WORK TO DO:
Quote the listing below in its entirety.
>> BEGIN
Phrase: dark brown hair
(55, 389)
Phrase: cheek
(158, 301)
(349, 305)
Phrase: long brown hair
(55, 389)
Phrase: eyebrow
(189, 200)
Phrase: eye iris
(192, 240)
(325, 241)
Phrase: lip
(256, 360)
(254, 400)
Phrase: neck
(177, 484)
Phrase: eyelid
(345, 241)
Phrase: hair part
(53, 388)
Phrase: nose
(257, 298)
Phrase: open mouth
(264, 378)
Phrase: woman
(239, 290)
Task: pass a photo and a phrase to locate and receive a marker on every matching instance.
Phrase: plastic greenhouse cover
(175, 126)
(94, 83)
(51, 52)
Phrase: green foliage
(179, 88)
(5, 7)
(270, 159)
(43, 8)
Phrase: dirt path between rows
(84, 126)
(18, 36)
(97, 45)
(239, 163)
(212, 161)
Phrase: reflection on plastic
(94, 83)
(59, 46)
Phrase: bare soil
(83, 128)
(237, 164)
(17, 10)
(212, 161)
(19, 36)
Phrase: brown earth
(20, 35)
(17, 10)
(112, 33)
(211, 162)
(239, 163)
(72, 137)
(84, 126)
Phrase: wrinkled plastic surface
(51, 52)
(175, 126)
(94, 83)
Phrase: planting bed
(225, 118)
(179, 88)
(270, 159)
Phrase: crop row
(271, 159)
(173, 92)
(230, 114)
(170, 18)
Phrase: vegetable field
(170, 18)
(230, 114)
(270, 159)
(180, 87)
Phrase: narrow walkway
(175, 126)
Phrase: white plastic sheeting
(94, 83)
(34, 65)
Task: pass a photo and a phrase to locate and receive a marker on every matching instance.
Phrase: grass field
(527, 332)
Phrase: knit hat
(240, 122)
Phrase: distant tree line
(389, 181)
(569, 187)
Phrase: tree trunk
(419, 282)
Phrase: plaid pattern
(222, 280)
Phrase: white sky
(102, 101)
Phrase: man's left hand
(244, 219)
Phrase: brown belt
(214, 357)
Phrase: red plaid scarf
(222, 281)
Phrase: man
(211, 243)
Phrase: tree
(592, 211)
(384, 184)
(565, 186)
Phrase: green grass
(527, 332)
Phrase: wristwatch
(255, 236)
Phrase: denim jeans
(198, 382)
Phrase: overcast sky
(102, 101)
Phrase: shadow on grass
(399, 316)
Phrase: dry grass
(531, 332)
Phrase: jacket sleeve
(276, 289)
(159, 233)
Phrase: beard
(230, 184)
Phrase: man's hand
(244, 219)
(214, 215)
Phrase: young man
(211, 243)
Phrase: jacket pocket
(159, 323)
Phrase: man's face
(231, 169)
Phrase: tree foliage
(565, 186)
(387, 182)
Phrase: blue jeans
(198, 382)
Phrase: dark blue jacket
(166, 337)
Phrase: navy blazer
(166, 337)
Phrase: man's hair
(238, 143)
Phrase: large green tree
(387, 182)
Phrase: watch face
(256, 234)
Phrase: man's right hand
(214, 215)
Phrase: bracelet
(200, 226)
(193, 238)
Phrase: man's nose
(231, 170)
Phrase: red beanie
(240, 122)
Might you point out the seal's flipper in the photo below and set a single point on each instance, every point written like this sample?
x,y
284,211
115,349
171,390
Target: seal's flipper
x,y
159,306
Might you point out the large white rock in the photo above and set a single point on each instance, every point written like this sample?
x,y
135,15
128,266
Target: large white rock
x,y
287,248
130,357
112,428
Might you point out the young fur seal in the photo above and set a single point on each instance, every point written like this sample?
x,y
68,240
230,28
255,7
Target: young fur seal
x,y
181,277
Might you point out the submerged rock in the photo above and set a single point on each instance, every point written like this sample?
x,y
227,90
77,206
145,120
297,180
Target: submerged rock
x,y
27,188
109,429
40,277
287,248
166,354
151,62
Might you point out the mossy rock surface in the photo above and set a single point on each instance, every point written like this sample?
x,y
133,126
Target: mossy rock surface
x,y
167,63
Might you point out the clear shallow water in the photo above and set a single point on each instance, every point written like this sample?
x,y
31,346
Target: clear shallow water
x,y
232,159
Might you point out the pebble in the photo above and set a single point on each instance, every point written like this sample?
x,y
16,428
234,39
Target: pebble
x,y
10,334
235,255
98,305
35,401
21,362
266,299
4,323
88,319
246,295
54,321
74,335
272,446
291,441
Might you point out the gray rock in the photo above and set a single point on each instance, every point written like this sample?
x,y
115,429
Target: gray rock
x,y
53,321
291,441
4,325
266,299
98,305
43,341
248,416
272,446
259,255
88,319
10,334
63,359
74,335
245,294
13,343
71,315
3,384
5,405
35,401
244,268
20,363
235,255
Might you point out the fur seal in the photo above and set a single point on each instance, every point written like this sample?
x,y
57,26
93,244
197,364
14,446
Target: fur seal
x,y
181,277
>> END
SOLUTION FOR THIS TASK:
Phrase: dark brown hair
(55, 389)
Phrase: cheek
(158, 301)
(349, 305)
Phrase: long brown hair
(55, 389)
Phrase: eyebrow
(189, 200)
Phrase: eye iris
(192, 240)
(325, 241)
Phrase: lip
(256, 360)
(254, 400)
Phrase: neck
(177, 484)
Phrase: eyelid
(345, 241)
Phrase: hair part
(53, 388)
Phrase: nose
(257, 298)
Phrase: open mouth
(264, 378)
Phrase: woman
(239, 290)
Task: pass a photo and a phrase to locate and receive a marker on every matching instance.
Phrase: plastic greenhouse cover
(175, 126)
(94, 83)
(51, 52)
Phrase: green foliage
(179, 88)
(5, 7)
(270, 159)
(43, 8)
Phrase: dirt path between rows
(84, 126)
(18, 36)
(97, 45)
(239, 163)
(212, 161)
Phrase: reflection on plastic
(94, 83)
(59, 46)
Phrase: bare soil
(83, 128)
(237, 164)
(17, 10)
(212, 161)
(19, 36)
Phrase: brown earth
(20, 35)
(17, 10)
(112, 33)
(211, 162)
(239, 163)
(72, 137)
(84, 126)
Phrase: wrinkled plastic surface
(51, 52)
(175, 126)
(94, 83)
Phrase: planting bed
(225, 118)
(179, 88)
(270, 159)
Phrase: crop row
(271, 159)
(173, 92)
(230, 114)
(170, 18)
Phrase: vegetable field
(170, 18)
(230, 114)
(270, 159)
(180, 87)
Phrase: narrow walkway
(175, 126)
Phrase: white plastic sheeting
(94, 83)
(34, 65)
Task: pass a photo and a phrase to locate and receive a marker on every matching instance.
Phrase: grass field
(527, 332)
Phrase: knit hat
(240, 122)
Phrase: distant tree line
(389, 181)
(569, 187)
Phrase: tree trunk
(419, 282)
Phrase: plaid pattern
(222, 280)
Phrase: white sky
(102, 101)
Phrase: man's left hand
(244, 219)
Phrase: brown belt
(214, 357)
Phrase: red plaid scarf
(222, 281)
Phrase: man
(211, 243)
Phrase: tree
(592, 211)
(384, 184)
(565, 186)
Phrase: green grass
(527, 332)
Phrase: wristwatch
(255, 236)
Phrase: denim jeans
(198, 382)
Phrase: overcast sky
(102, 101)
Phrase: shadow on grass
(399, 316)
Phrase: dry grass
(531, 332)
Phrase: jacket sleeve
(276, 289)
(159, 233)
Phrase: beard
(230, 184)
Phrase: man's hand
(244, 219)
(214, 215)
Phrase: young man
(211, 243)
Phrase: jacket pocket
(159, 323)
Phrase: man's face
(231, 169)
Phrase: tree foliage
(565, 186)
(387, 182)
Phrase: blue jeans
(198, 382)
Phrase: dark blue jacket
(166, 337)
Phrase: navy blazer
(166, 337)
Phrase: man's hair
(238, 143)
Phrase: large green tree
(387, 182)
Phrase: watch face
(256, 234)
Phrase: man's right hand
(214, 215)
Phrase: bracelet
(200, 226)
(193, 238)
Phrase: man's nose
(231, 170)
Phrase: red beanie
(240, 122)
Might you point out the seal's flipper in the photo below and set a single point on each instance, every point written like this sample?
x,y
284,211
115,349
171,390
Target: seal's flipper
x,y
159,306
Might you point out the large white rock in the photo above and set a single point on each instance, every point written like this sample?
x,y
135,15
128,266
Target: large white rock
x,y
287,248
130,357
112,428
Might you point out the young fur seal in the photo above and set a single point on each instance, every point written like this sample?
x,y
68,240
230,28
255,7
Target: young fur seal
x,y
181,277
Might you point out the submerged rock in the photo above and set a single point on each instance, every point written like this sample?
x,y
227,90
77,206
145,120
297,180
Target: submerged rock
x,y
27,188
109,429
40,277
287,248
166,354
151,62
Might you point out the mossy rock surface in the photo above and set a single point on each instance, every point written like this sample?
x,y
133,126
Target: mossy rock surface
x,y
167,63
Might you point out the clear shallow water in the photo above and set a single point on each instance, every point written like this sample?
x,y
31,346
Target: clear shallow water
x,y
232,159
Might you point out the pebble in the photo above and set a single point on each instance, every point written like this sample?
x,y
16,428
234,39
Target: pebble
x,y
10,334
235,255
98,305
35,401
21,362
266,299
4,323
88,319
246,295
54,321
74,335
272,446
291,441
Might you point out the gray rock in the photo above and set a single point on each instance, every point written like this sample?
x,y
115,429
Target: gray rock
x,y
53,321
291,441
4,325
266,299
98,305
43,341
248,416
272,446
259,255
88,319
10,334
63,359
74,335
245,294
13,343
71,315
3,384
5,405
35,401
244,268
20,363
235,255
Might you point out the fur seal in the photo above and set a single point on each instance, every point written like this sample?
x,y
57,26
93,244
197,364
14,446
Target: fur seal
x,y
181,277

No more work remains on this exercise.